**ЗАДАНИЕ 1**
Перепишите целиком, слово в слово, отрывок о вечернем чтении книг с сыном.

**ПРЕДОСТАВЛЕННЫЙ ОТРЫВОК**
________________________________________

Пожалуй, только в период чтения книг сыну испытывала нечто подобное. Особенно, когда мы переехали в Южное Бутово: ему было неполные 7 лет, он уже читал сам, но нам нравилось длинными зимними вечерами, не потревоженными телефонными разговорами за отсутствием этого самого телефона, усесться в разложенной постели на нашем диване, опершись спинами на небольшой коврик, подаренный мне отцовской матерью в Женькином возрасте, и при свете уютного бра, скрывающего темные углы комнаты в таинственное "далеко", читать новые книги, которые в моем детстве не выпускались, например, Грэмовский "Ветер в ивах". Я окуналась в атмосферу своего детства, и нам было уютно и хорошо вдвоем.

________________________________________

**ИСХОДНЫЕ ДАННЫЕ**
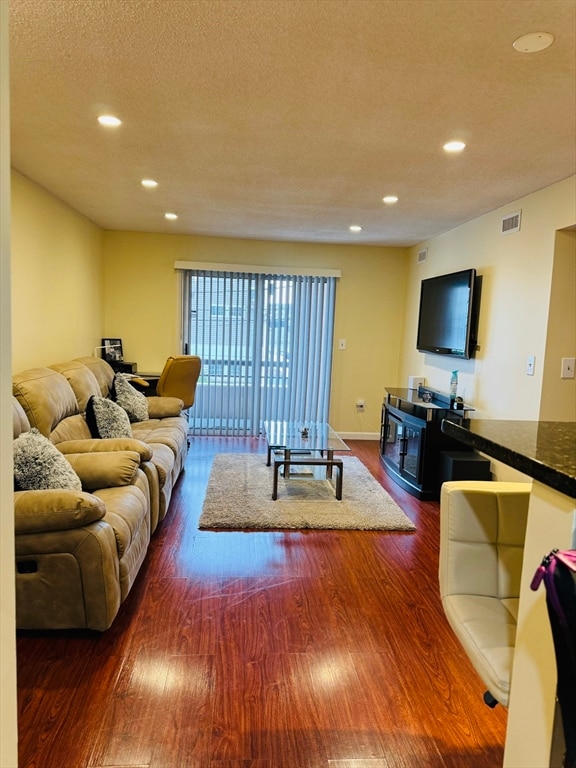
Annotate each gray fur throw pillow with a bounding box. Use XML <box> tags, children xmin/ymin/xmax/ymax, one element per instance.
<box><xmin>86</xmin><ymin>395</ymin><xmax>132</xmax><ymax>438</ymax></box>
<box><xmin>113</xmin><ymin>373</ymin><xmax>148</xmax><ymax>421</ymax></box>
<box><xmin>13</xmin><ymin>427</ymin><xmax>82</xmax><ymax>491</ymax></box>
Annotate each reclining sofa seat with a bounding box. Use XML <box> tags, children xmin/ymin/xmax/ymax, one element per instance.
<box><xmin>12</xmin><ymin>397</ymin><xmax>150</xmax><ymax>631</ymax></box>
<box><xmin>12</xmin><ymin>368</ymin><xmax>160</xmax><ymax>533</ymax></box>
<box><xmin>73</xmin><ymin>356</ymin><xmax>188</xmax><ymax>520</ymax></box>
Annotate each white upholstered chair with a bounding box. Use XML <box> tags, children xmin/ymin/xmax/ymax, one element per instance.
<box><xmin>439</xmin><ymin>480</ymin><xmax>531</xmax><ymax>706</ymax></box>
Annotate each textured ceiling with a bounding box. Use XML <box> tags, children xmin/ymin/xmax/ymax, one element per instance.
<box><xmin>10</xmin><ymin>0</ymin><xmax>576</xmax><ymax>245</ymax></box>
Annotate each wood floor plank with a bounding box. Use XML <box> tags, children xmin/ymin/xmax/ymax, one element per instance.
<box><xmin>17</xmin><ymin>438</ymin><xmax>506</xmax><ymax>768</ymax></box>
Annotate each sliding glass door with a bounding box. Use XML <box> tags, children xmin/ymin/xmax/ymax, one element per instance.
<box><xmin>182</xmin><ymin>270</ymin><xmax>336</xmax><ymax>435</ymax></box>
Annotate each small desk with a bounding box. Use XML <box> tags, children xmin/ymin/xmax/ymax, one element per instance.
<box><xmin>442</xmin><ymin>419</ymin><xmax>576</xmax><ymax>768</ymax></box>
<box><xmin>264</xmin><ymin>421</ymin><xmax>350</xmax><ymax>501</ymax></box>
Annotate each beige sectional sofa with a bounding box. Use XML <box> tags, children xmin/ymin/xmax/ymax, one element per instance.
<box><xmin>13</xmin><ymin>357</ymin><xmax>188</xmax><ymax>631</ymax></box>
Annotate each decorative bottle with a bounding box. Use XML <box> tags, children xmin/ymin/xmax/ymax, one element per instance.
<box><xmin>450</xmin><ymin>371</ymin><xmax>458</xmax><ymax>408</ymax></box>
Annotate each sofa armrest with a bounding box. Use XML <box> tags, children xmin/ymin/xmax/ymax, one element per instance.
<box><xmin>56</xmin><ymin>437</ymin><xmax>152</xmax><ymax>461</ymax></box>
<box><xmin>14</xmin><ymin>488</ymin><xmax>106</xmax><ymax>535</ymax></box>
<box><xmin>65</xmin><ymin>451</ymin><xmax>140</xmax><ymax>491</ymax></box>
<box><xmin>146</xmin><ymin>396</ymin><xmax>184</xmax><ymax>419</ymax></box>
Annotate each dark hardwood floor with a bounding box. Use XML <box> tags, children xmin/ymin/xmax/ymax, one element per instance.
<box><xmin>18</xmin><ymin>438</ymin><xmax>506</xmax><ymax>768</ymax></box>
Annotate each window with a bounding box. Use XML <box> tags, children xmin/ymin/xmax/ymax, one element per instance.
<box><xmin>182</xmin><ymin>270</ymin><xmax>336</xmax><ymax>435</ymax></box>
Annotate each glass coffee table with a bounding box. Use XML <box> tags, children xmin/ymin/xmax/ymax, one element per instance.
<box><xmin>264</xmin><ymin>421</ymin><xmax>350</xmax><ymax>501</ymax></box>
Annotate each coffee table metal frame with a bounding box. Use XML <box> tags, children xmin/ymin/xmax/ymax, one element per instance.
<box><xmin>264</xmin><ymin>421</ymin><xmax>350</xmax><ymax>501</ymax></box>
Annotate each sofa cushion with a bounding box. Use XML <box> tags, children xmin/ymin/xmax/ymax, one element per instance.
<box><xmin>12</xmin><ymin>368</ymin><xmax>80</xmax><ymax>437</ymax></box>
<box><xmin>114</xmin><ymin>373</ymin><xmax>148</xmax><ymax>421</ymax></box>
<box><xmin>86</xmin><ymin>395</ymin><xmax>132</xmax><ymax>438</ymax></box>
<box><xmin>13</xmin><ymin>427</ymin><xmax>82</xmax><ymax>491</ymax></box>
<box><xmin>50</xmin><ymin>360</ymin><xmax>102</xmax><ymax>413</ymax></box>
<box><xmin>66</xmin><ymin>451</ymin><xmax>140</xmax><ymax>491</ymax></box>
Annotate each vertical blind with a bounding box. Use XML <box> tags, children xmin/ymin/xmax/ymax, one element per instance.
<box><xmin>182</xmin><ymin>270</ymin><xmax>336</xmax><ymax>435</ymax></box>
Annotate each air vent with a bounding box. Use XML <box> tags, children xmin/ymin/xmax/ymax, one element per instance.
<box><xmin>502</xmin><ymin>211</ymin><xmax>522</xmax><ymax>235</ymax></box>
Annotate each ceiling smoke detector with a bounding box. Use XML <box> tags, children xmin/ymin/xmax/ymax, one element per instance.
<box><xmin>512</xmin><ymin>32</ymin><xmax>554</xmax><ymax>53</ymax></box>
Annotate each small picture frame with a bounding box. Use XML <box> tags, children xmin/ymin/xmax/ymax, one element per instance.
<box><xmin>102</xmin><ymin>339</ymin><xmax>124</xmax><ymax>363</ymax></box>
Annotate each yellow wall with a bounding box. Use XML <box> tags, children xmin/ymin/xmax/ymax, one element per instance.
<box><xmin>12</xmin><ymin>173</ymin><xmax>576</xmax><ymax>435</ymax></box>
<box><xmin>11</xmin><ymin>171</ymin><xmax>103</xmax><ymax>372</ymax></box>
<box><xmin>0</xmin><ymin>3</ymin><xmax>18</xmax><ymax>768</ymax></box>
<box><xmin>540</xmin><ymin>230</ymin><xmax>576</xmax><ymax>421</ymax></box>
<box><xmin>104</xmin><ymin>232</ymin><xmax>407</xmax><ymax>434</ymax></box>
<box><xmin>397</xmin><ymin>177</ymin><xmax>576</xmax><ymax>419</ymax></box>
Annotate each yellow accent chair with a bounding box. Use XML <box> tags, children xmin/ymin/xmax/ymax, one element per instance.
<box><xmin>156</xmin><ymin>355</ymin><xmax>202</xmax><ymax>410</ymax></box>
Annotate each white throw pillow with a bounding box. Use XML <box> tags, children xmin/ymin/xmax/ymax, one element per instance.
<box><xmin>86</xmin><ymin>395</ymin><xmax>132</xmax><ymax>438</ymax></box>
<box><xmin>113</xmin><ymin>373</ymin><xmax>148</xmax><ymax>421</ymax></box>
<box><xmin>13</xmin><ymin>427</ymin><xmax>82</xmax><ymax>491</ymax></box>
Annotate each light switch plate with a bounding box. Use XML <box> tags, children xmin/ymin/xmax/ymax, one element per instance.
<box><xmin>560</xmin><ymin>357</ymin><xmax>576</xmax><ymax>379</ymax></box>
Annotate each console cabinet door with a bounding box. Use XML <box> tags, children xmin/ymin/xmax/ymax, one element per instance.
<box><xmin>400</xmin><ymin>422</ymin><xmax>424</xmax><ymax>485</ymax></box>
<box><xmin>380</xmin><ymin>408</ymin><xmax>425</xmax><ymax>485</ymax></box>
<box><xmin>380</xmin><ymin>409</ymin><xmax>404</xmax><ymax>472</ymax></box>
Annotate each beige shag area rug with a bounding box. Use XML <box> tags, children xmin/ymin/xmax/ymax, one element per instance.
<box><xmin>199</xmin><ymin>453</ymin><xmax>416</xmax><ymax>531</ymax></box>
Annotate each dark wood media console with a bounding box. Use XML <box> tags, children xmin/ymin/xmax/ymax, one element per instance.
<box><xmin>380</xmin><ymin>387</ymin><xmax>491</xmax><ymax>500</ymax></box>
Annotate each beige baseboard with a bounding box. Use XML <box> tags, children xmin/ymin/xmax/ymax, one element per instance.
<box><xmin>338</xmin><ymin>432</ymin><xmax>380</xmax><ymax>440</ymax></box>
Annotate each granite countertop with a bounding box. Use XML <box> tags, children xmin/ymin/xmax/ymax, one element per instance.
<box><xmin>442</xmin><ymin>419</ymin><xmax>576</xmax><ymax>498</ymax></box>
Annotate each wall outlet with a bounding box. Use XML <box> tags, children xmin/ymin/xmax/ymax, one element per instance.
<box><xmin>560</xmin><ymin>357</ymin><xmax>576</xmax><ymax>379</ymax></box>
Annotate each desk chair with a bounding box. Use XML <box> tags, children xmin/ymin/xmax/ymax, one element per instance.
<box><xmin>439</xmin><ymin>480</ymin><xmax>531</xmax><ymax>707</ymax></box>
<box><xmin>156</xmin><ymin>355</ymin><xmax>202</xmax><ymax>411</ymax></box>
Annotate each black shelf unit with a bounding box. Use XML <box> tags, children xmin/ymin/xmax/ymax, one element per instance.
<box><xmin>380</xmin><ymin>387</ymin><xmax>473</xmax><ymax>500</ymax></box>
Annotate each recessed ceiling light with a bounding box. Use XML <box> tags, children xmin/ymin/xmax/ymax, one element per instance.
<box><xmin>512</xmin><ymin>32</ymin><xmax>554</xmax><ymax>53</ymax></box>
<box><xmin>443</xmin><ymin>141</ymin><xmax>466</xmax><ymax>152</ymax></box>
<box><xmin>98</xmin><ymin>115</ymin><xmax>122</xmax><ymax>128</ymax></box>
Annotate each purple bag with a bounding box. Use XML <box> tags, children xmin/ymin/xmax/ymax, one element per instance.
<box><xmin>530</xmin><ymin>549</ymin><xmax>576</xmax><ymax>768</ymax></box>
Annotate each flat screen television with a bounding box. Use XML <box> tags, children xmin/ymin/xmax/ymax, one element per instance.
<box><xmin>416</xmin><ymin>269</ymin><xmax>480</xmax><ymax>359</ymax></box>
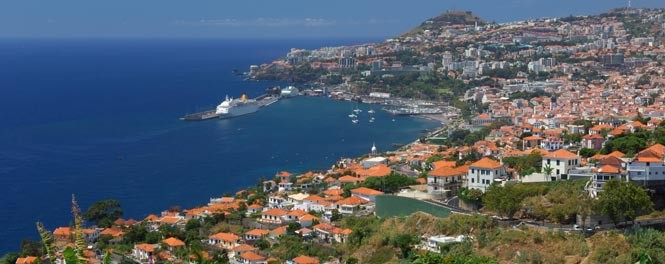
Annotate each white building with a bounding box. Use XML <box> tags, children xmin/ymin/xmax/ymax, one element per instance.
<box><xmin>467</xmin><ymin>157</ymin><xmax>506</xmax><ymax>192</ymax></box>
<box><xmin>627</xmin><ymin>144</ymin><xmax>665</xmax><ymax>183</ymax></box>
<box><xmin>542</xmin><ymin>149</ymin><xmax>582</xmax><ymax>181</ymax></box>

________________________________________

**ЗАДАНИЕ 2**
Подсчитайте строки записей, в которых встречается строка «table», с учетом регистра. В ответе укажите только число.

**ПОЛНЫЙ ОТВЕТ 1**
Пожалуй, только в период чтения книг сыну испытывала нечто подобное. Особенно, когда мы переехали в Южное Бутово: ему было неполные 7 лет, он уже читал сам, но нам нравилось длинными зимними вечерами, не потревоженными телефонными разговорами за отсутствием этого самого телефона, усесться в разложенной постели на нашем диване, опершись спинами на небольшой коврик, подаренный мне отцовской матерью в Женькином возрасте, и при свете уютного бра, скрывающего темные углы комнаты в таинственное "далеко", читать новые книги, которые в моем детстве не выпускались, например, Грэмовский "Ветер в ивах". Я окуналась в атмосферу своего детства, и нам было уютно и хорошо вдвоем.

**ПОЛНЫЙ ОТВЕТ 2**
2